**Compiti da svolgere**.
A. Rispondi in base al brano:
(i) Quale somma è indicata nella copia dell'atto della Camera della Vicaria per la compra delle Terre di Scanno e Castro?
(ii) In quale data fu estratta dal Notaio quella copia?
(iii) In quale data avviene la presa di possesso delle Terre di Scanno e di Castro Valva?
B. Continua il brano sull'acquisto di Castro e di Scanno, partendo dopo la sua ultima frase.

━━━━━ Brano ━━━━━

Prima di parlare del dottor Annibale de Pascale precisiamo la questione circa l’acquisto di Castro e di Scanno e vediamo l’atto del Notaio Giulio Campana di Sulmona, Fondo Notarile AS Sulmona busta 5.
L’atto di cui sopra da me rinvenuto si compone di due parti:
1. Copia di atto della Camera della Vicaria a data 01 Febbraio 1595 estratto dal Notaio il 01 Aprile 1595, dal quale risulta come maggiore offerente “per la compra delle Terre di Scanno et Castro et altre Castella per ducati cinquantacinquemila” da parte del Magnifico Anniballe Paschali ;
2. Atto di presa di possesso , che in data 23 Giugno 1595 fa Jacobo Anello Ametrano su procura di Anniballe Paschali, delle Terre di Scanno e di Castro Valva, la presa di possesso avviene in “ Terra Interaquam in palatio vicemarchionalis” davanti a Jacobo Anello Ametrano Vice Marchese di Scanno e di altre Terre montane ex Marchionissa Vasti.

━━━━━ Dati forniti ━━━━━

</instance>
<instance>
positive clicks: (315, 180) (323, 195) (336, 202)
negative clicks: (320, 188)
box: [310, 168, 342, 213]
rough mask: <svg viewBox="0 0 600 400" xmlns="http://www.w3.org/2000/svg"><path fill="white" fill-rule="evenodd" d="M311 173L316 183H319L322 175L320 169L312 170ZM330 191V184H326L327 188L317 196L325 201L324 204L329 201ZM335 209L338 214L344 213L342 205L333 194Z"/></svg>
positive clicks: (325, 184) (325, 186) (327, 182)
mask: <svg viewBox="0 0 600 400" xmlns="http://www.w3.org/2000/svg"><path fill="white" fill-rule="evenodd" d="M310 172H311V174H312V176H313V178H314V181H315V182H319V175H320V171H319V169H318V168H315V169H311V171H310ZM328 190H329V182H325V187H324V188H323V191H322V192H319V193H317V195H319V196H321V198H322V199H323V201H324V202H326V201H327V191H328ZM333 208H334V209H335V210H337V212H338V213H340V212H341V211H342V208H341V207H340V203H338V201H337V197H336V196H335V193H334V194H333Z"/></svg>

━━━━━
━━━━━ Dati forniti ━━━━━

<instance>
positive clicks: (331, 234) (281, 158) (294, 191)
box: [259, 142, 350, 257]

━━━━━

**Risposte**.
A.
(i) Ducati cinquantacinquemila.
(ii) Il 01 aprile 1595.
(iii) Il 23 giugno 1595.

B.
Apriamo una breve parentesi su Introdacqua: questa Terra nel 1598 era in possesso di don Cesare d’Avalos marchese del Vasto, gli abitanti pagarono al detto marchese la somma di 3.000 ducati affinchè Introdacqua non fosse venduta ad altri, in caso contrario il marchese era tenuto alla restituzione della somma con gli interessi; questo da un atto del Notaio Giulio Campana di Sulmona del 26 Febbraio 1598.
Ritorniamo al discorso su Castro; davanti al procuratore Jacobo Anello Ametrano, per la presa di possesso, compaiono:” il nobile Panionus (?) di Fusco et Joseph Cola di Ballo di Scanno electi et Homine de Regimine Universitatis dicta Terra e Pauli di Pamphilo massaro e Pauli di Antonio di Castro Valva”. Copia degli atti di presa di possesso furono consegnati ai rappresentanti di Scanno e di Castro, l’atto verrà di seguito trascritto.
Per parlare di Anniballe de Paschale bisogna parlare di Bugnara, della Bugnara del 1500.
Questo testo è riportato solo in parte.